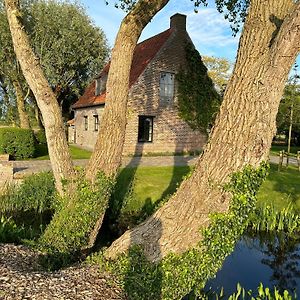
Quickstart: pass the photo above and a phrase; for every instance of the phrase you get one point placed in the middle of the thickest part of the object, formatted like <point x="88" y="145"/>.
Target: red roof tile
<point x="143" y="54"/>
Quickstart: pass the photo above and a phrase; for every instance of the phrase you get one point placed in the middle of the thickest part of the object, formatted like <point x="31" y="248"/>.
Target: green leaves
<point x="198" y="101"/>
<point x="178" y="275"/>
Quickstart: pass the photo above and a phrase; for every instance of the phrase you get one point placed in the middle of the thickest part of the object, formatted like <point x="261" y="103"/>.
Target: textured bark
<point x="24" y="121"/>
<point x="61" y="162"/>
<point x="242" y="134"/>
<point x="108" y="150"/>
<point x="107" y="155"/>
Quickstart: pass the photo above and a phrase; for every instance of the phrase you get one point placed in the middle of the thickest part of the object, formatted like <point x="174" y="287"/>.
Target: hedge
<point x="17" y="142"/>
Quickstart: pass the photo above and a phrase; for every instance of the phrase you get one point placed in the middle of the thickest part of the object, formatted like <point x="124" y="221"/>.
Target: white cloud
<point x="208" y="29"/>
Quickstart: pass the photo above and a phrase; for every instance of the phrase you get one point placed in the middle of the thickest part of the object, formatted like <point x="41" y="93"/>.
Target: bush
<point x="17" y="142"/>
<point x="35" y="193"/>
<point x="68" y="231"/>
<point x="9" y="231"/>
<point x="40" y="137"/>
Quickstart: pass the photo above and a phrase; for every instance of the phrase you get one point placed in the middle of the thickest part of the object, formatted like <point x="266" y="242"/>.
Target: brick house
<point x="153" y="123"/>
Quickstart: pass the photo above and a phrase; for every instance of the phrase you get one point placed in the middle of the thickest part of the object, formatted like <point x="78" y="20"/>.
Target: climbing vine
<point x="177" y="275"/>
<point x="198" y="101"/>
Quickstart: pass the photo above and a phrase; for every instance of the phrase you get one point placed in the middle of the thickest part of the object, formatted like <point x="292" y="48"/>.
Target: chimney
<point x="178" y="22"/>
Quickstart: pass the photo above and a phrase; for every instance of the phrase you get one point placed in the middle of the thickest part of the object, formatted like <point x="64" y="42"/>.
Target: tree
<point x="71" y="50"/>
<point x="108" y="152"/>
<point x="219" y="70"/>
<point x="70" y="47"/>
<point x="242" y="133"/>
<point x="60" y="157"/>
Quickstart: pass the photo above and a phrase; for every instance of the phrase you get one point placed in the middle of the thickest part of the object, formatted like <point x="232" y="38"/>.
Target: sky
<point x="210" y="33"/>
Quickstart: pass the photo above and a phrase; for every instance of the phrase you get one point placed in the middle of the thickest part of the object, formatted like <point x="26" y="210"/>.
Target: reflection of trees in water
<point x="283" y="256"/>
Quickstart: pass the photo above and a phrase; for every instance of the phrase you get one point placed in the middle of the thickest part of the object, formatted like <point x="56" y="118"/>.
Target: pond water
<point x="273" y="260"/>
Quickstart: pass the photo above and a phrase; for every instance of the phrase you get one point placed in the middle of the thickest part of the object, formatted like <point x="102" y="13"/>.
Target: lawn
<point x="276" y="148"/>
<point x="152" y="184"/>
<point x="281" y="188"/>
<point x="76" y="153"/>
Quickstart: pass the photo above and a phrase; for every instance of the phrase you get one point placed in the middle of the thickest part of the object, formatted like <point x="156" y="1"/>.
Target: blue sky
<point x="209" y="31"/>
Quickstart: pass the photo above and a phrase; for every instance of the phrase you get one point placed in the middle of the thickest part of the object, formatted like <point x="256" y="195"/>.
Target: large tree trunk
<point x="61" y="162"/>
<point x="107" y="155"/>
<point x="20" y="97"/>
<point x="242" y="134"/>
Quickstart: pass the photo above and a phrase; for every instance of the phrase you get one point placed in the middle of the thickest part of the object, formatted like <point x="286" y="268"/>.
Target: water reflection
<point x="273" y="259"/>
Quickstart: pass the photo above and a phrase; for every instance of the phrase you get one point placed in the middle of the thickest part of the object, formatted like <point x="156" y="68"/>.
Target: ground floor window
<point x="86" y="126"/>
<point x="96" y="122"/>
<point x="145" y="130"/>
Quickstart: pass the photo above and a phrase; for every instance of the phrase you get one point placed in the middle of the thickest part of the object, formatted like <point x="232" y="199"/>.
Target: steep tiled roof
<point x="143" y="54"/>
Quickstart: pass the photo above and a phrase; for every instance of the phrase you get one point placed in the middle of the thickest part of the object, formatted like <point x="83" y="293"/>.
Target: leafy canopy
<point x="234" y="10"/>
<point x="71" y="49"/>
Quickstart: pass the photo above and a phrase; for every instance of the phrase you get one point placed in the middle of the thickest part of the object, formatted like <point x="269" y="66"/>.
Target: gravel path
<point x="21" y="277"/>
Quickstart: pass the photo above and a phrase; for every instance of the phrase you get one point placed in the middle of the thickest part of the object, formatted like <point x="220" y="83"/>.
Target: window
<point x="96" y="122"/>
<point x="166" y="85"/>
<point x="100" y="85"/>
<point x="145" y="131"/>
<point x="86" y="124"/>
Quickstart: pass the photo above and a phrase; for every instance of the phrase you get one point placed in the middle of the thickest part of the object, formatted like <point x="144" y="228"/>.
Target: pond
<point x="271" y="259"/>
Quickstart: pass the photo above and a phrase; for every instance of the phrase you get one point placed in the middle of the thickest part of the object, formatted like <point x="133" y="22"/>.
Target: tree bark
<point x="61" y="162"/>
<point x="20" y="97"/>
<point x="107" y="155"/>
<point x="242" y="134"/>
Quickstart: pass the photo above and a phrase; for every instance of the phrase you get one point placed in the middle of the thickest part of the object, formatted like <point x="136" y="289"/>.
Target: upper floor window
<point x="96" y="122"/>
<point x="145" y="130"/>
<point x="100" y="85"/>
<point x="86" y="123"/>
<point x="166" y="87"/>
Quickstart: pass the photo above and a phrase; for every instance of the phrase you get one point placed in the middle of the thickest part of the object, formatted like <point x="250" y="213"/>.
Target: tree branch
<point x="286" y="45"/>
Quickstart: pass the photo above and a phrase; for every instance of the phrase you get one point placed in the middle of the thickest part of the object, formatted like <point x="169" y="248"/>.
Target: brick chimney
<point x="178" y="22"/>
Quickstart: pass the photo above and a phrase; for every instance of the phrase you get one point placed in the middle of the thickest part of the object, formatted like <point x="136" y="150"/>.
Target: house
<point x="153" y="122"/>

→ **TASK**
Pictures must not appear in the copy, which must otherwise match the listing exactly.

→ **RESULT**
Quickstart: pass the photo above and a phrase; for every instance of the phrase you get one point placed in the middle of the thickest part of the object, formatted like <point x="88" y="145"/>.
Target: red roof tile
<point x="143" y="54"/>
Quickstart: pass the photo above and a phrase; for every instance of the phrase you get one point placed in the middle of the thickest part of the object, formatted like <point x="31" y="248"/>.
Target: green leaves
<point x="198" y="101"/>
<point x="178" y="275"/>
Quickstart: pass the photo above and a phrase; for every instance of the phrase you get one point placed in the middle of the thickest part of the object, formatted like <point x="261" y="103"/>.
Target: textured bark
<point x="24" y="121"/>
<point x="61" y="162"/>
<point x="242" y="134"/>
<point x="108" y="150"/>
<point x="107" y="155"/>
Quickstart: pass the photo above and a phrase; for every instance of the phrase you get one point placed in the middle of the thickest part of the object, formatted like <point x="174" y="287"/>.
Target: hedge
<point x="17" y="142"/>
Quickstart: pass the photo above and a phrase; for every instance of the phrase you get one point placed in the middle of the thickest part of the object, formatted like <point x="124" y="221"/>.
Target: white cloud
<point x="208" y="29"/>
Quickstart: pass the photo above and a phrase; for every instance of the phrase you get one point placed in the middle of the thickest part of the object, formatted like <point x="41" y="93"/>.
Target: bush
<point x="17" y="142"/>
<point x="35" y="193"/>
<point x="68" y="231"/>
<point x="9" y="231"/>
<point x="40" y="137"/>
Quickstart: pass the photo above and a phrase; for every instance of the phrase you get one point placed in the middle of the thickest part of the object, formatted like <point x="266" y="242"/>.
Target: brick house
<point x="153" y="123"/>
Quickstart: pass the photo above and a phrase; for every instance of the phrase you get one point placed in the middle of the thickest part of the object, formatted like <point x="78" y="20"/>.
Target: climbing vine
<point x="177" y="275"/>
<point x="198" y="101"/>
Quickstart: pass the photo above and a phrase; for every instance of the phrase you get one point placed in the middle of the thickest part of the object, formatted like <point x="292" y="48"/>.
Target: chimney
<point x="178" y="22"/>
Quickstart: pass the photo above and a phrase; for every instance of the phrase you get one point placed in the middle of the thickest part of the object, formatted like <point x="64" y="42"/>.
Target: tree
<point x="71" y="50"/>
<point x="108" y="152"/>
<point x="219" y="70"/>
<point x="70" y="47"/>
<point x="242" y="133"/>
<point x="60" y="157"/>
Quickstart: pass the photo above and a phrase; for every instance of the phrase you get one point placed in the middle of the thickest part of the object, formatted like <point x="232" y="38"/>.
Target: sky
<point x="210" y="33"/>
Quickstart: pass the photo above and a phrase; for every instance of the phrase you get one point placed in the middle of the thickest part of the object, formatted like <point x="26" y="210"/>.
Target: reflection of trees in water
<point x="283" y="256"/>
Quickstart: pass the photo above and a phrase; for every instance of the phrase you get one point placed in the middle of the thickest part of the object, formatted like <point x="56" y="118"/>.
Target: pond water
<point x="273" y="260"/>
Quickstart: pass the photo above and a phrase; for every instance of the phrase you get one point placed in the middle of the thickest part of the object, formatted like <point x="102" y="13"/>.
Target: lawn
<point x="276" y="148"/>
<point x="152" y="184"/>
<point x="281" y="188"/>
<point x="76" y="153"/>
Quickstart: pass the photo above and a phrase; for every instance of the phrase you get one point placed in the middle of the thickest part of the object, formatted like <point x="156" y="1"/>.
Target: blue sky
<point x="209" y="31"/>
Quickstart: pass the photo above and a phrase; for every instance of the phrase you get one point placed in the middle of the thickest part of the object, formatted like <point x="256" y="195"/>.
Target: large tree trunk
<point x="61" y="162"/>
<point x="107" y="155"/>
<point x="20" y="97"/>
<point x="242" y="134"/>
Quickstart: pass the photo above and a phrase; for every instance of the phrase you get one point placed in the middle of the thickest part of the object, formatted like <point x="286" y="268"/>.
Target: water reflection
<point x="273" y="259"/>
Quickstart: pass the photo above and a phrase; for every instance of the phrase you get one point placed in the middle of the thickest part of the object, formatted like <point x="156" y="68"/>.
Target: ground floor window
<point x="86" y="126"/>
<point x="96" y="122"/>
<point x="145" y="130"/>
Quickstart: pass the photo above and a phrase; for every instance of the phrase you get one point placed in the middle of the thickest part of the object, formatted like <point x="232" y="199"/>.
Target: steep tiled roof
<point x="143" y="54"/>
Quickstart: pass the photo above and a phrase; for every instance of the phrase you get one point placed in the middle of the thickest part of the object, formatted like <point x="83" y="293"/>.
Target: leafy canopy
<point x="234" y="10"/>
<point x="71" y="49"/>
Quickstart: pass the photo above and a phrase; for every instance of the phrase you get one point placed in the middle of the thickest part of the object, formatted like <point x="269" y="66"/>.
Target: gravel path
<point x="21" y="277"/>
Quickstart: pass the photo above and a phrase; for every instance of the phrase you get one point placed in the middle of the thickest part of the object, formatted like <point x="220" y="83"/>.
Target: window
<point x="96" y="122"/>
<point x="166" y="85"/>
<point x="100" y="85"/>
<point x="145" y="131"/>
<point x="86" y="124"/>
Quickstart: pass the photo above and a phrase; for every instance of the phrase you get one point placed in the middle of the thickest part of the object, formatted like <point x="144" y="228"/>.
Target: pond
<point x="271" y="259"/>
Quickstart: pass the photo above and a phrase; for every instance of the phrase you get one point placed in the middle of the thickest part of the object, formatted like <point x="133" y="22"/>.
Target: tree bark
<point x="61" y="162"/>
<point x="20" y="97"/>
<point x="107" y="155"/>
<point x="242" y="134"/>
Quickstart: pass the photo above and a phrase; for every instance of the phrase you get one point placed in the middle of the thickest part of the object, formatted like <point x="136" y="289"/>.
Target: upper floor window
<point x="96" y="122"/>
<point x="145" y="130"/>
<point x="100" y="85"/>
<point x="86" y="123"/>
<point x="166" y="87"/>
Quickstart: pass the photo above and a phrase; for every instance of the phrase you get one point placed in the middle of the thickest part of the object, formatted like <point x="250" y="213"/>.
Target: tree branch
<point x="286" y="45"/>
Quickstart: pass the photo above and a phrase; for every instance of the phrase you get one point placed in the middle of the thickest part of the object, formatted like <point x="169" y="248"/>.
Target: brick chimney
<point x="178" y="22"/>
Quickstart: pass the photo above and a phrase; for every instance of the phrase you get one point placed in the middle of the thickest part of the object, formatted like <point x="136" y="150"/>.
Target: house
<point x="153" y="122"/>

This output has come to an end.